- УСЛОВИЕ ЗАДАНИЯ:
Перепишите без изменений отрывок из текста о похоронных обрядах от слов «У советской похоронной традиции» до слов «умер, но не стареет, не разлагается.».

- ИСХОДНЫЙ ДОКУМЕНТ:
Так или почти так и сейчас выглядят основные обряды, связанные со смертью в русской деревне. С конца 80-х в церемонии вновь появился священник, но в остальном — ядерная смесь язычества и православия. Народ в селе небогат. У него нет денег на ритуальные агентства и поминки в кафе. Да, там и нет ни кафе, ни агентств. Люди всё делают сами, но населения в сёлах почти не осталось. Традиция вымирает вместе с жителями. Так, обмывальщицами становятся родственницы или совсем молодые женщины.

На стыке традиции и пустоты

Если деревню можно сравнить с архаичной культурой погребения, то райцентры и посёлки крупнее ближе к советской эпохе. Они родились на стыке двух противоречий. С одной стороны — атеизм и культ вечной молодости. С другой — деревенские корни обитателей.

У советской похоронной традиции нет своего лица. Скорее — это первая попытка забыть о смерти. Отечественная литература ХХ-го века наполнена оптимизмом, даже, если радоваться особо нечему. Смерть могла быть только героической: ради спасения товарищей, на амбразуре, один против полчища врагов. Символом эпохи можно считать Мавзолей с телом Ленина. Вождь, вроде, умер, но не стареет, не разлагается.

- ПОКАЗАННЫЙ МАТЕРИАЛ:
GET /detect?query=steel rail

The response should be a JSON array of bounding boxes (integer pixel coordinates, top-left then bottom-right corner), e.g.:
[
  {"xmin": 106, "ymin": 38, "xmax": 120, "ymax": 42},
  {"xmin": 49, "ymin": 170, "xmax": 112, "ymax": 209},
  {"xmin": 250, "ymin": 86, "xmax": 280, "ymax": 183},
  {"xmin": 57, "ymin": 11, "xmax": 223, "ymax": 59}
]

- РЕШЕНИЕ ЗАДАЧИ:
У советской похоронной традиции нет своего лица. Скорее — это первая попытка забыть о смерти. Отечественная литература ХХ-го века наполнена оптимизмом, даже, если радоваться особо нечему. Смерть могла быть только героической: ради спасения товарищей, на амбразуре, один против полчища врагов. Символом эпохи можно считать Мавзолей с телом Ленина. Вождь, вроде, умер, но не стареет, не разлагается.